◆ Problem statement ◆
Rewrite the material below from the line containing "If you could pin the sunlit" through the end, requests included, with every point coordinate in the answers increased by 134. Leave the pictures out.

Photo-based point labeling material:
□ □ □ □ □
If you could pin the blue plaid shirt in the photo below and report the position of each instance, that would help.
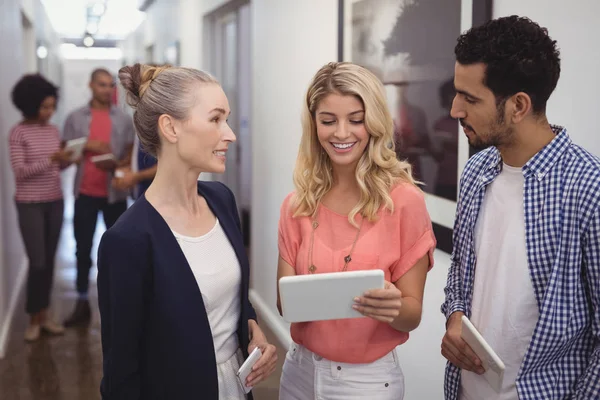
(562, 230)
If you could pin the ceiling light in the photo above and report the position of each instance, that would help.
(92, 28)
(42, 52)
(88, 41)
(98, 9)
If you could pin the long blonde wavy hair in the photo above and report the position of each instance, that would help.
(378, 169)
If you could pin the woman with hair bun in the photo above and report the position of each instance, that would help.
(173, 274)
(356, 207)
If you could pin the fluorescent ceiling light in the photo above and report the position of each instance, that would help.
(88, 41)
(92, 28)
(98, 9)
(92, 53)
(69, 18)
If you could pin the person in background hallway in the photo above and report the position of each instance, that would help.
(37, 159)
(526, 261)
(173, 275)
(139, 175)
(357, 204)
(109, 130)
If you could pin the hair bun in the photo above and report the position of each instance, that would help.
(131, 79)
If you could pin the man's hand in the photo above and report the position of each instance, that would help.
(265, 366)
(62, 156)
(97, 147)
(456, 350)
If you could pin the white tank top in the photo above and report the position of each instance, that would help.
(217, 272)
(504, 308)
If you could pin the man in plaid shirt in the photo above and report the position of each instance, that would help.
(526, 261)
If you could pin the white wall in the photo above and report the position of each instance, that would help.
(575, 102)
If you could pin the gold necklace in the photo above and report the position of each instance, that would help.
(315, 224)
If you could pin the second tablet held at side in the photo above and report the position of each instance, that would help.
(320, 297)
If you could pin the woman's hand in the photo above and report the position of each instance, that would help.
(265, 365)
(380, 304)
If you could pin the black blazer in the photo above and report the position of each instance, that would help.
(156, 338)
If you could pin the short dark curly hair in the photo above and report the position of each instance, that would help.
(519, 57)
(29, 93)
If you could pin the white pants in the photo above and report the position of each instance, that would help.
(307, 376)
(229, 387)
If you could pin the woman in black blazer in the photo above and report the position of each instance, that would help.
(173, 274)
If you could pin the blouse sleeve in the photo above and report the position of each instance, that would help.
(416, 237)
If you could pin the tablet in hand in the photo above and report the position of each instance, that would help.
(320, 297)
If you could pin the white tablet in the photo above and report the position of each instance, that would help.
(493, 365)
(76, 146)
(103, 157)
(320, 297)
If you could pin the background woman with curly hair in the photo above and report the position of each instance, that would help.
(356, 207)
(37, 158)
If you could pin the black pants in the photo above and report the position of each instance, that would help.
(40, 225)
(84, 225)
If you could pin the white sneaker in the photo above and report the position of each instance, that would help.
(32, 333)
(53, 328)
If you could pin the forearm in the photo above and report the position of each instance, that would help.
(25, 171)
(410, 315)
(588, 385)
(454, 301)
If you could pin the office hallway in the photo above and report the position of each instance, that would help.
(69, 367)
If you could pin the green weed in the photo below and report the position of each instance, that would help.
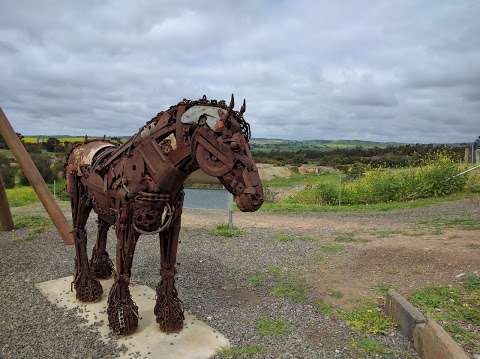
(462, 223)
(385, 233)
(348, 238)
(256, 280)
(335, 294)
(329, 249)
(34, 224)
(367, 319)
(456, 308)
(290, 288)
(242, 352)
(27, 221)
(223, 230)
(274, 270)
(371, 346)
(268, 326)
(288, 237)
(381, 288)
(324, 308)
(433, 179)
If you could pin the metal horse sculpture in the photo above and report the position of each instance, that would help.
(138, 188)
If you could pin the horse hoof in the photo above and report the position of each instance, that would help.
(88, 290)
(169, 316)
(123, 318)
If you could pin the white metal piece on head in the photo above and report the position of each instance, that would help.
(193, 114)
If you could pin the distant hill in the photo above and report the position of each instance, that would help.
(268, 144)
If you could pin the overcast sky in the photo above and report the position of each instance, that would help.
(375, 70)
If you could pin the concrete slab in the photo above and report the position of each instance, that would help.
(196, 341)
(403, 313)
(431, 341)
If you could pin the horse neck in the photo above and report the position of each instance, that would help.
(166, 150)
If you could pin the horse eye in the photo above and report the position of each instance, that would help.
(234, 146)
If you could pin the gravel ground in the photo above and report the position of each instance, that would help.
(212, 279)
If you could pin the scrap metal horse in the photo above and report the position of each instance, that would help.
(138, 188)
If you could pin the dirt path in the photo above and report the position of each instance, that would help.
(343, 258)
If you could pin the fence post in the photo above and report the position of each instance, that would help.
(340, 190)
(230, 211)
(36, 180)
(6, 221)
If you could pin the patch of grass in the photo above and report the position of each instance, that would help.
(335, 294)
(223, 230)
(248, 351)
(324, 308)
(463, 223)
(290, 288)
(287, 207)
(274, 270)
(256, 280)
(268, 326)
(348, 237)
(472, 283)
(432, 298)
(367, 319)
(35, 225)
(370, 346)
(385, 233)
(330, 249)
(21, 196)
(299, 179)
(457, 308)
(287, 237)
(381, 288)
(26, 221)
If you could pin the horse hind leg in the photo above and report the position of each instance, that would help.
(168, 308)
(122, 310)
(87, 287)
(100, 262)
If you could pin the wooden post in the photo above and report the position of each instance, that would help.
(31, 172)
(6, 221)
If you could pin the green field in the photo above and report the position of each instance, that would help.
(380, 189)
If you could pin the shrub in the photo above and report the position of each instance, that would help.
(7, 172)
(433, 179)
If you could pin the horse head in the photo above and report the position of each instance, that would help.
(220, 147)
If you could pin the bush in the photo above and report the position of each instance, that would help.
(7, 172)
(434, 179)
(43, 164)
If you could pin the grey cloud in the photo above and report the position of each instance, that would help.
(403, 71)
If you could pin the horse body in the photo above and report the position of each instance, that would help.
(138, 187)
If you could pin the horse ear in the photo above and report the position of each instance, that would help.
(243, 108)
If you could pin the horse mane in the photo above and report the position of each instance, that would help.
(245, 126)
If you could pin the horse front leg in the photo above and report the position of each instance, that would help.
(87, 287)
(168, 308)
(100, 262)
(122, 310)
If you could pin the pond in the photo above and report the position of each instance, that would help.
(206, 198)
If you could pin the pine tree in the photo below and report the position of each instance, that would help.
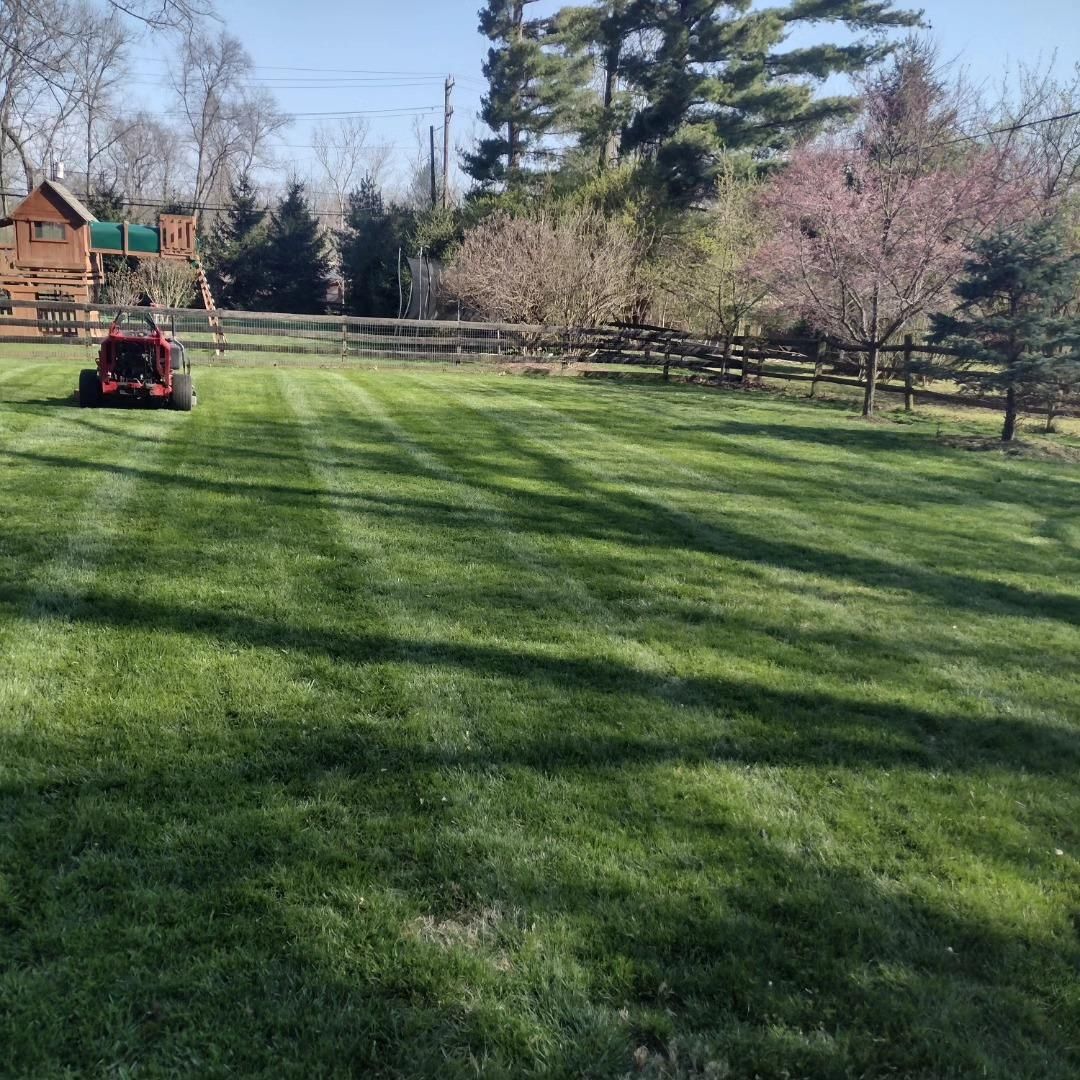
(237, 252)
(1011, 326)
(715, 78)
(530, 89)
(107, 204)
(601, 34)
(373, 238)
(296, 257)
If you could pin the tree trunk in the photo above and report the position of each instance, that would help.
(908, 377)
(1009, 433)
(869, 399)
(609, 154)
(819, 363)
(1051, 414)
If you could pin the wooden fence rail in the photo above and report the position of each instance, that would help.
(254, 338)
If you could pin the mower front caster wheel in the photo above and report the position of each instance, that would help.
(183, 393)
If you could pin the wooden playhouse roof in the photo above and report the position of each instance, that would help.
(58, 191)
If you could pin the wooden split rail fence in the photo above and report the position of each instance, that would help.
(262, 338)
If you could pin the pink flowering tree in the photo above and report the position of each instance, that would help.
(871, 235)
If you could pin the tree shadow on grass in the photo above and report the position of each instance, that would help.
(753, 723)
(306, 902)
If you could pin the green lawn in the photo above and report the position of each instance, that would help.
(420, 725)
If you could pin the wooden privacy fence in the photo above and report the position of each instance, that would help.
(266, 338)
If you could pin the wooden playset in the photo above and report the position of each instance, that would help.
(52, 248)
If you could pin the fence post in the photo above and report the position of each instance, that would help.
(908, 378)
(819, 363)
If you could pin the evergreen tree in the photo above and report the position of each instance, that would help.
(715, 77)
(296, 259)
(1011, 325)
(237, 252)
(373, 237)
(107, 204)
(531, 88)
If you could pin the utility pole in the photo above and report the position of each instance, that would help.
(434, 188)
(447, 112)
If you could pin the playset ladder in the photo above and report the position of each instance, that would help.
(211, 308)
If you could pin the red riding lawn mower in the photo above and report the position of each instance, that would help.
(138, 362)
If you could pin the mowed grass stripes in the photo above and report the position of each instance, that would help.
(440, 726)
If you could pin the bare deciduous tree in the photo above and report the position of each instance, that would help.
(227, 124)
(123, 286)
(578, 269)
(169, 283)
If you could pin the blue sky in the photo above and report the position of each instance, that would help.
(393, 56)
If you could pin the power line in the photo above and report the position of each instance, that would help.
(149, 204)
(1009, 129)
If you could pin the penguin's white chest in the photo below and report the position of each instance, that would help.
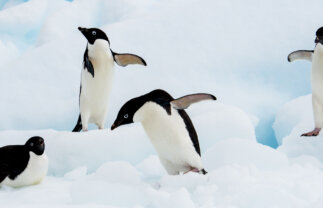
(95, 91)
(34, 173)
(317, 72)
(170, 138)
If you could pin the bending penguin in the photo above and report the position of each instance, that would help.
(23, 165)
(316, 57)
(168, 127)
(97, 77)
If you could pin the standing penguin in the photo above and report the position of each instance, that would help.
(97, 77)
(168, 127)
(23, 165)
(316, 57)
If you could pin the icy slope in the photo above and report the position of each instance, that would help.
(295, 118)
(120, 169)
(214, 47)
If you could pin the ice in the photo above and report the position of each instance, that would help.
(234, 50)
(295, 118)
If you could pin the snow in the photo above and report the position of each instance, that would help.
(234, 50)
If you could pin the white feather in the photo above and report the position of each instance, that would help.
(317, 85)
(169, 136)
(95, 92)
(34, 173)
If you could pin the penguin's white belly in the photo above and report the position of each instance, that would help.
(95, 92)
(34, 173)
(317, 76)
(169, 136)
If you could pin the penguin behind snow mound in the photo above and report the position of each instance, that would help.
(97, 77)
(23, 165)
(316, 57)
(168, 127)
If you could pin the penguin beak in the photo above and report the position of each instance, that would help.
(83, 30)
(116, 124)
(113, 126)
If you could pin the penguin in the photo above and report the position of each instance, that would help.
(168, 127)
(316, 57)
(97, 77)
(23, 165)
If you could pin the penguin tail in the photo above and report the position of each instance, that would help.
(203, 171)
(78, 126)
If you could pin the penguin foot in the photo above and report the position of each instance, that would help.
(315, 132)
(195, 170)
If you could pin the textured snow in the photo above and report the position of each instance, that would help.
(235, 50)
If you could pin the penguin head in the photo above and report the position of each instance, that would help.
(127, 112)
(36, 145)
(319, 36)
(93, 34)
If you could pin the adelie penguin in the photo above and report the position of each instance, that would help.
(168, 127)
(97, 77)
(316, 57)
(23, 165)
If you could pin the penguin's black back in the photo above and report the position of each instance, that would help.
(162, 98)
(13, 161)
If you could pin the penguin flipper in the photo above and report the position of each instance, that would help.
(87, 64)
(185, 101)
(127, 58)
(300, 55)
(78, 126)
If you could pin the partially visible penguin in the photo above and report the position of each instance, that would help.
(168, 127)
(316, 57)
(97, 77)
(23, 165)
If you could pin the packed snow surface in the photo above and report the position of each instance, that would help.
(236, 50)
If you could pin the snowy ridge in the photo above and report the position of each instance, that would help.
(235, 50)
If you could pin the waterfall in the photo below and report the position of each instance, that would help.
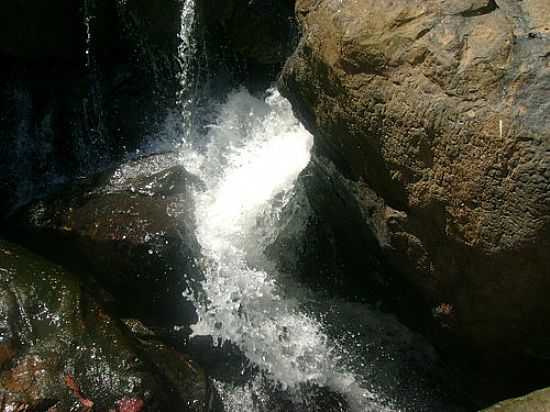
(186, 55)
(255, 152)
(249, 159)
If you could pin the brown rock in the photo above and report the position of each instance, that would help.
(131, 228)
(443, 109)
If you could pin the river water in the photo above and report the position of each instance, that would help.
(296, 351)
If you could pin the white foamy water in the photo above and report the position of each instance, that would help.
(256, 150)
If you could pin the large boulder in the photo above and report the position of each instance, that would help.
(131, 228)
(538, 401)
(61, 350)
(441, 110)
(260, 31)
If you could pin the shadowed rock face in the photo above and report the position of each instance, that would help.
(132, 229)
(81, 83)
(442, 109)
(534, 402)
(60, 349)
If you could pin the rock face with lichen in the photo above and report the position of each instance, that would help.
(441, 111)
(81, 85)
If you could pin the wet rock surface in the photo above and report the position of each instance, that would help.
(534, 402)
(131, 229)
(81, 83)
(61, 350)
(439, 112)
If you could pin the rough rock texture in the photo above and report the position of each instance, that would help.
(441, 109)
(323, 237)
(60, 350)
(131, 228)
(243, 42)
(260, 31)
(81, 83)
(534, 402)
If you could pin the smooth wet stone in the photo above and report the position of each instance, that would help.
(132, 229)
(538, 401)
(60, 349)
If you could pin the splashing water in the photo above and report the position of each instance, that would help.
(186, 53)
(256, 151)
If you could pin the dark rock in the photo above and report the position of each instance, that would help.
(440, 110)
(534, 402)
(132, 228)
(323, 237)
(61, 349)
(81, 85)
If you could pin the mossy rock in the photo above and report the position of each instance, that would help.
(60, 348)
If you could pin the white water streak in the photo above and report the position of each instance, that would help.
(256, 151)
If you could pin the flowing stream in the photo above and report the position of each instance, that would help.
(255, 152)
(296, 351)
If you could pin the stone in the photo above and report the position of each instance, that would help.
(69, 353)
(132, 229)
(441, 109)
(538, 401)
(81, 84)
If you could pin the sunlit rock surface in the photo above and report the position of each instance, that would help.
(441, 109)
(534, 402)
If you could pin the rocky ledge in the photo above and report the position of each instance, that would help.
(439, 110)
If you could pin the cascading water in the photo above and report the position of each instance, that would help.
(256, 151)
(289, 342)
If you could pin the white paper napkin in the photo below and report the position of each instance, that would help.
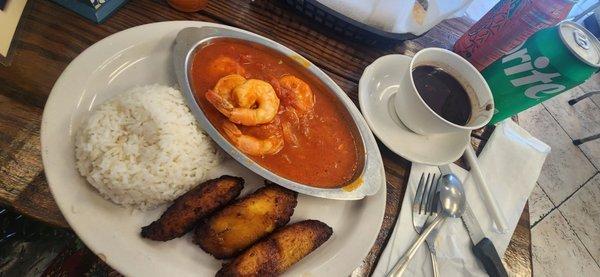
(510, 162)
(397, 16)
□ □ □ □ □
◆ Exercise result ◆
If you could pin the sunlit rock surface in the photo above and report the position of each instance, that would help.
(575, 243)
(668, 536)
If you could pin the rocky ledge in the photo above and report the position of each instance, that would help.
(573, 244)
If you could pin the cascading water in the photo above and report the position of each instance, that would help.
(390, 285)
(423, 476)
If you could pin the white paper napkin in the photo below and report the position of each instance, that would help.
(644, 296)
(531, 150)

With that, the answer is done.